### ARTICLE
Werner Böhm, better known under his artist name Gottlieb Wendehals (5 June 1941 – 2 June 2020) was a German singer and musician.

Biography
Böhm was born in Thorn in German-occupied Poland. In the late 1950s, he was the pianist with the "Cabinet Jazzmen" in Hamburg until the early 1960s, at the time one of the most popular jazz bands in Northern Germany. From 1970 to 1971 he was a jazz pianist in Hamburg at "Jazz House", "Riverkasematten", "Logo", "Dennis Swing Club", "Cotton Club", "Remter" and in the legendary "Onkel Po". Böhm accompanied on piano singers such as Louis Armstrong, Ella Fitzgerald and Erroll Garner.

### STATED EXERCISE A
Return the passage of the Werner Böhm article from "Werner Böhm, better" down to "and Erroll Garner.", copied exactly.

### ITEMS
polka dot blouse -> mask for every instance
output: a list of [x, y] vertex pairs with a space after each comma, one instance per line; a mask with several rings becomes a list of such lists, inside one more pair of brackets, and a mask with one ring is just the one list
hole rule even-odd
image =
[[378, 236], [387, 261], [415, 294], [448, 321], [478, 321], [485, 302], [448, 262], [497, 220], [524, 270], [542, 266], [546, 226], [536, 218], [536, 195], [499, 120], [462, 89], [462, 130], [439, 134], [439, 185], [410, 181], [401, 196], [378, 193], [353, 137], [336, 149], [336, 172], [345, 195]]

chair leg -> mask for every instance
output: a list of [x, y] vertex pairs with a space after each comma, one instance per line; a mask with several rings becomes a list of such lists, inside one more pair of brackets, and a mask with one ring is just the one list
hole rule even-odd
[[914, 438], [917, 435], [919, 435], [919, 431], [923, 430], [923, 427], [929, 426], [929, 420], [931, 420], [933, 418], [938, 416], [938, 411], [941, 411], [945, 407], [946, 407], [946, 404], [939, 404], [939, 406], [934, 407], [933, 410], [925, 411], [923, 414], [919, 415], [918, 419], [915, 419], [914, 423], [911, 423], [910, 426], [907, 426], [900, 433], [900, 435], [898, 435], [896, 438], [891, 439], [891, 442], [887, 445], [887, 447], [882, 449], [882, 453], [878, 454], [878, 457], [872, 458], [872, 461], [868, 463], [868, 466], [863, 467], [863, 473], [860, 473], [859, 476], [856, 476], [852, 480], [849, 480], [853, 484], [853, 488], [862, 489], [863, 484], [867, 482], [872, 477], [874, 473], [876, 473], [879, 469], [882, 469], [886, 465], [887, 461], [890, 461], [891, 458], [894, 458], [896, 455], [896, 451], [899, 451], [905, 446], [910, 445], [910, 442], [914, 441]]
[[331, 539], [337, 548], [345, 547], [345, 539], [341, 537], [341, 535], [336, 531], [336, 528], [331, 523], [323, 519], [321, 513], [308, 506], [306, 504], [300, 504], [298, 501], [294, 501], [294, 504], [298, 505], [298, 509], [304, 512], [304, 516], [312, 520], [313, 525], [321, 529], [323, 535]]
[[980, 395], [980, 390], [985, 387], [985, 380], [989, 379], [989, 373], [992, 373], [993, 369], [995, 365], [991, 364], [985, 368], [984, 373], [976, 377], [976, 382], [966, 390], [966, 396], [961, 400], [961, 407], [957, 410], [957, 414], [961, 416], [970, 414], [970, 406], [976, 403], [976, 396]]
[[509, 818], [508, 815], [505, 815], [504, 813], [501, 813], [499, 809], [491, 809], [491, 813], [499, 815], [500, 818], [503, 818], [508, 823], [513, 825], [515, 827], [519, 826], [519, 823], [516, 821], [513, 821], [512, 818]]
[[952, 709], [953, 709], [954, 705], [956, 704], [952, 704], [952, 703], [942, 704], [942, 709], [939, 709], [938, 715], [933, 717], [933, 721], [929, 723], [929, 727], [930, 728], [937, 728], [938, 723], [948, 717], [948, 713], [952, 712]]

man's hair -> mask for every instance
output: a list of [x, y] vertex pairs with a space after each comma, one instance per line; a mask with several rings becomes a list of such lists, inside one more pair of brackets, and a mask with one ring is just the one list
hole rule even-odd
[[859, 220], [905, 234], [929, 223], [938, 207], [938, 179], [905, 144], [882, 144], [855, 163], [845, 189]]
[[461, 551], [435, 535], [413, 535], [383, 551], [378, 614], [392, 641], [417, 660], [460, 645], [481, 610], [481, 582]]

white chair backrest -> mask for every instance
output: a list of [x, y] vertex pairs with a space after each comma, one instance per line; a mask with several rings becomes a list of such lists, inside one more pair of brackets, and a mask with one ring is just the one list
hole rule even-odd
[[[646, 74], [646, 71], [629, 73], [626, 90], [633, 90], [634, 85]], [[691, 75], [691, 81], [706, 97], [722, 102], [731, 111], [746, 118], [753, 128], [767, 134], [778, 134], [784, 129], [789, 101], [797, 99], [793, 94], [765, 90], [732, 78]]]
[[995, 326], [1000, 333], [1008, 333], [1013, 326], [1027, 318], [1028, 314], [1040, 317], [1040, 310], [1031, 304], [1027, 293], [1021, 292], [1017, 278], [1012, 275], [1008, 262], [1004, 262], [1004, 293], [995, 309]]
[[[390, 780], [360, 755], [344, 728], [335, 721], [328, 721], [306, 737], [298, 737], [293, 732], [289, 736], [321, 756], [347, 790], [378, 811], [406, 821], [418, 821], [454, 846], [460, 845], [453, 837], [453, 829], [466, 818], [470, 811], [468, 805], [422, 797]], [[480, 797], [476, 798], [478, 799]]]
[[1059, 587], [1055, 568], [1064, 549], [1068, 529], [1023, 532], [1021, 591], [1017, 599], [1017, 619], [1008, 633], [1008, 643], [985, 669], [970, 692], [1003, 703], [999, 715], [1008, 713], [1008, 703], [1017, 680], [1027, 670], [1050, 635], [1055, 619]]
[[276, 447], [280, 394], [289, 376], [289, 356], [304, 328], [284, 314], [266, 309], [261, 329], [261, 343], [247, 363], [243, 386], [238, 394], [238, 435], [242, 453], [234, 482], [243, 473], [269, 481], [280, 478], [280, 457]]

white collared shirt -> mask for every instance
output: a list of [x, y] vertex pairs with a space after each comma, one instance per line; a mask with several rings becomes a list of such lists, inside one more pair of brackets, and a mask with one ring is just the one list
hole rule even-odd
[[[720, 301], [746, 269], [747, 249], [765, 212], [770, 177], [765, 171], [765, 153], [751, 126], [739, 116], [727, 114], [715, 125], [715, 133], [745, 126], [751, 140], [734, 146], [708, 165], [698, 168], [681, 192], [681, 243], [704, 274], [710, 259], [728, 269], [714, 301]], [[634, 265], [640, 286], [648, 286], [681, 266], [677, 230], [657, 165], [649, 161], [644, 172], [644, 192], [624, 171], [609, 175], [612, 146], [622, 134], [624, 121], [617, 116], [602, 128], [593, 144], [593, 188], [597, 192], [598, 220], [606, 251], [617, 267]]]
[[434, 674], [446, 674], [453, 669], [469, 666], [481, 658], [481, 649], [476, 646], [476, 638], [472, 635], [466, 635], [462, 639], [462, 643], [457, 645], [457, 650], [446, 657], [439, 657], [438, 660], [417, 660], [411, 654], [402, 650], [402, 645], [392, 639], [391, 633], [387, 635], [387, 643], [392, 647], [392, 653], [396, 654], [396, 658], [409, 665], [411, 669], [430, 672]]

### STATED EXERCISE B
Retype every line of the records from the line containing "white chair backrest" down to the line containing "90], [732, 78]]]", inclusive, with nothing else.

### CORRECT RESPONSE A
Werner Böhm, better known under his artist name Gottlieb Wendehals (5 June 1941 – 2 June 2020) was a German singer and musician.

Biography
Böhm was born in Thorn in German-occupied Poland. In the late 1950s, he was the pianist with the "Cabinet Jazzmen" in Hamburg until the early 1960s, at the time one of the most popular jazz bands in Northern Germany. From 1970 to 1971 he was a jazz pianist in Hamburg at "Jazz House", "Riverkasematten", "Logo", "Dennis Swing Club", "Cotton Club", "Remter" and in the legendary "Onkel Po". Böhm accompanied on piano singers such as Louis Armstrong, Ella Fitzgerald and Erroll Garner.

### CORRECT RESPONSE B
white chair backrest -> mask for every instance
output: a list of [x, y] vertex pairs with a space after each comma, one instance per line; a mask with several rings becomes a list of such lists, inside one more pair of brackets, and a mask with one ring is just the one list
hole rule even-odd
[[[646, 74], [646, 71], [629, 73], [626, 90], [633, 90], [634, 85]], [[691, 75], [691, 81], [706, 97], [722, 102], [731, 111], [746, 118], [753, 128], [767, 134], [778, 134], [784, 129], [789, 101], [797, 99], [793, 94], [765, 90], [732, 78]]]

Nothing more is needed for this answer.